▸ **課題 A**:
テニス肘についての本文によると、テニス肘が特に多いのはどのような人ですか。
▸ **課題 B**:
テニス肘についての本文から、「また、付着している骨膜に牽引」から「上げる動作でも痛くなります。」までを、両端を含めて一字一句変えずに引用してください。
▸ **課題 C**:
テニス肘についての本文を、最後に示された部分の続きから書き継いでください。

====== 本文抜粋 ======

テニス肘(上腕骨外側外側上顆炎)とは
テニス肘は上腕骨の外側上顆から起始(付着)している前腕伸筋群が、屈筋より筋力が弱く、強い衝撃や繰り返しの負荷によって炎症が起こる疾患です。
また、付着している骨膜に牽引力がかかることで骨膜や滑膜ひだに炎症が起きて、強い疼痛を引き起こします。テニスや野球・ゴルフなどの運動や日常生活での家事・パソコン作業の繰り返しで発生することもあります。
原因
オーバーユース
外側上顆に付着する前腕伸筋群の強い牽引力によって炎症を起こします。テニスのバックハンドストロークやゴルフのスイングで前腕の伸筋群が収縮した状態で遠心性の負荷がかかり続けることで発生します。特に40歳以上の女性に多く、オーバーユースや腱の変性が考えられます。
症状
前腕〜上腕骨外側上顆の圧痛やドアノブを回したり、タオルを絞る動作で痛みが出現します。痛みが増強すると肘を伸ばして物を持ち上げる動作でも痛くなります。
- 肘外則の痛み
- 前腕の痛み・重だるさ
- 家事・パソコン・スポーツでの痛み
- 熱感
テニス肘の検査法
中指伸展テスト
中指を伸ばす際に抵抗をかけると痛みが出る
トムゼンテスト
手首を背屈する際に抵抗をかけると痛みが出る
チェアテスト
肘を伸ばしてに物を持ち上げようとすると痛みが出る
テニス肘の重症度
重症度によって症状が異なるため運動強度をコントロールする必要があります
重症度 | 症状 |
grade Ⅰ | テニスのプレー中は痛みがないが終了後に痛む |
grade Ⅱ | テニスのプレー中に痛み、プレーに支障がある |
grade Ⅲ | 日常生活でも痛みがあり、テニスはできない |
治療法
テニス肘の治療は運動中止ができないケースも多く、運動療法と併用しながら治療を進めていきます!
テニス肘は基本的に保存療法であり、肘関節周囲の筋緊張の緩和・ストレッチや患部に対しての物理療法などで炎症と疼痛を軽減させていきます。疼痛が強い場合は、薬物療法として非ステロイド系抗炎症剤を処方されることもあります。
運動中や日常生活で痛みが出ている場合には、外側上顆(前腕の筋肉が付着する部位)への牽引力を緩和するためにエルボーバンドやテーピングを処方します。特に運動を続ける選手は痛みを抑えるために重要です。
- 上肢スポーツマッサージ
- 関節モビライゼーション
- 鍼灸治療
- 超音波治療
- 干渉波・ハイボルテージ・EMS
- マイクロカレント(微弱電流波)

====== 資料 ======

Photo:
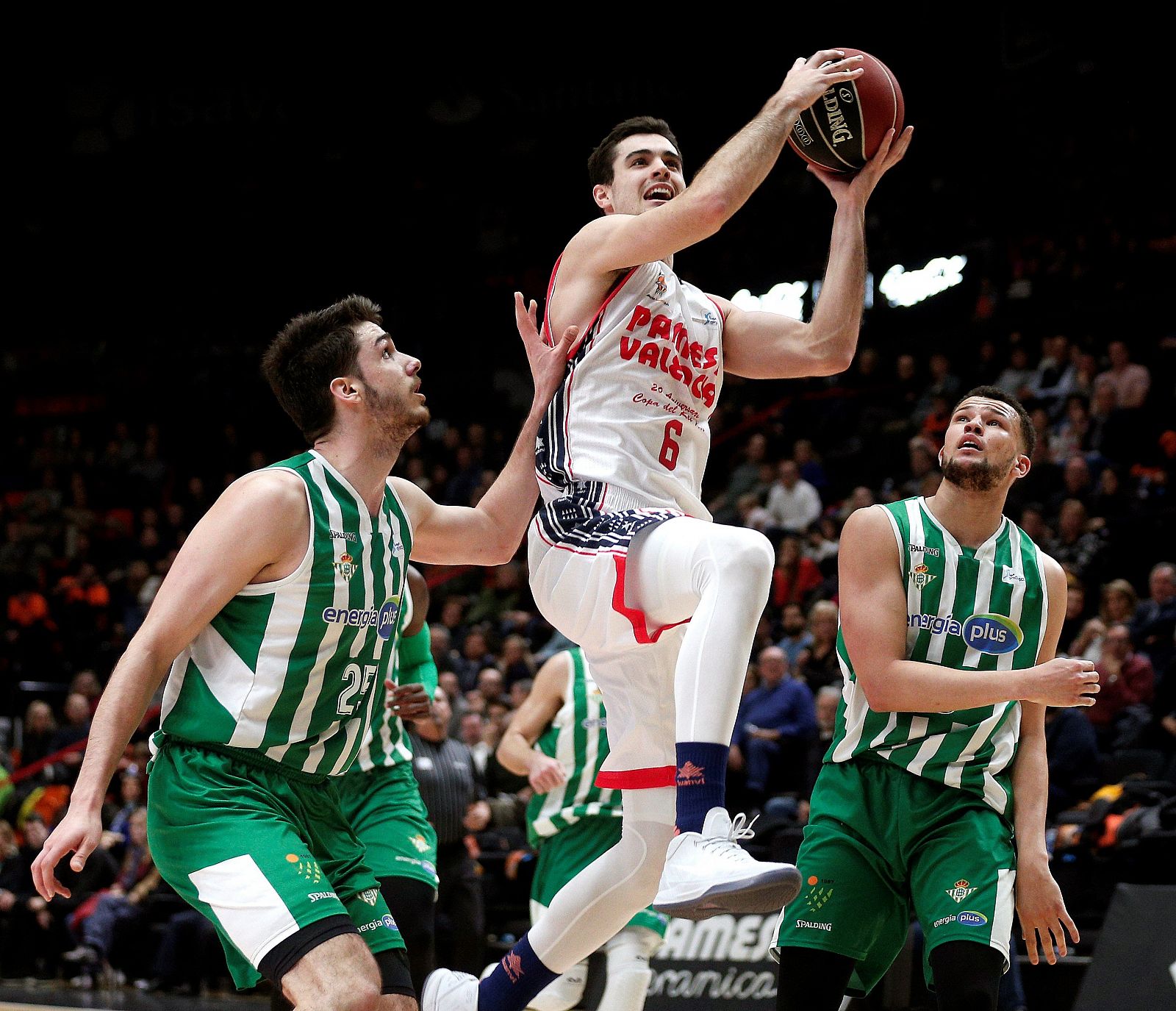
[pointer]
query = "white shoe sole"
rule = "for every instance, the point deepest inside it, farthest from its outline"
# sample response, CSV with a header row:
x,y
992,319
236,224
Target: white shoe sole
x,y
764,893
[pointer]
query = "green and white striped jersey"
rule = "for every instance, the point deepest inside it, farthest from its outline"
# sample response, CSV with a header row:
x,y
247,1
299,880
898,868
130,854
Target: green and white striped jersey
x,y
967,609
578,738
385,740
286,670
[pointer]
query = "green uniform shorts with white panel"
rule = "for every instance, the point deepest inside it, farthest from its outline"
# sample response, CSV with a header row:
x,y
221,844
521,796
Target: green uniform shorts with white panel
x,y
384,807
564,854
883,846
262,851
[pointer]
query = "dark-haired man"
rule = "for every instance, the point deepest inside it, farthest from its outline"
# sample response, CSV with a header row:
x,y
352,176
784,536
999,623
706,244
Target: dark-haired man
x,y
276,619
950,625
623,558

======

▸ **解答 A**:
40歳以上の女性です。

▸ **解答 B**:
また、付着している骨膜に牽引力がかかることで骨膜や滑膜ひだに炎症が起きて、強い疼痛を引き起こします。テニスや野球・ゴルフなどの運動や日常生活での家事・パソコン作業の繰り返しで発生することもあります。
原因
オーバーユース
外側上顆に付着する前腕伸筋群の強い牽引力によって炎症を起こします。テニスのバックハンドストロークやゴルフのスイングで前腕の伸筋群が収縮した状態で遠心性の負荷がかかり続けることで発生します。特に40歳以上の女性に多く、オーバーユースや腱の変性が考えられます。
症状
前腕〜上腕骨外側上顆の圧痛やドアノブを回したり、タオルを絞る動作で痛みが出現します。痛みが増強すると肘を伸ばして物を持ち上げる動作でも痛くなります。

▸ **解答 C**:
- アスレティックリハビリテーション
- 冷罨法(アイシング)
- テーピング
- サポーター
−テニス肘のピリオダイゼーション−
急性期
急性期の治療では炎症の沈静化を図ることが第一優先となります。前腕伸筋群をリラックスさせる肢位に固定し、アイシングや物理療法を行い、競技(テニス)は1〜2週程度中止することで予後の改善に影響します。
日常生活で痛みが強い場合は手のひらを上に向けて物を持つなど伸筋群への刺激をなるべく減らします。
亜急性期
亜急性期では治療と並行しながら筋力トレーニングや動作改善を行います。前腕筋群のストレッチ・前腕伸筋群の等尺性トレーニングなどを順次導入していきます。この時期の疼痛改善は競技復帰を誤り、炎症の再熱・症状の慢性化を引き起こすことがあり、十分なリハビリと治療を必要とします。
復帰・予防期
テニスへの復帰時は再発を予防するためにエルボーバンドやテーピングで補強し負荷をできるだけ軽減した状態で始めます。運動後はストレッチやクールダウン、アイシングを徹底し治療とリハビリも継続しながらパフォーマンスを向上させていきます。
肘の痛みが運動時(テニス時)のフィジカル機能に原因がある場合には、アライメント不良・パフォーマンス不良に対しての修正が必要になり、効率的な統合運動能力の獲得を目指します。
↑こんな選手には効果的!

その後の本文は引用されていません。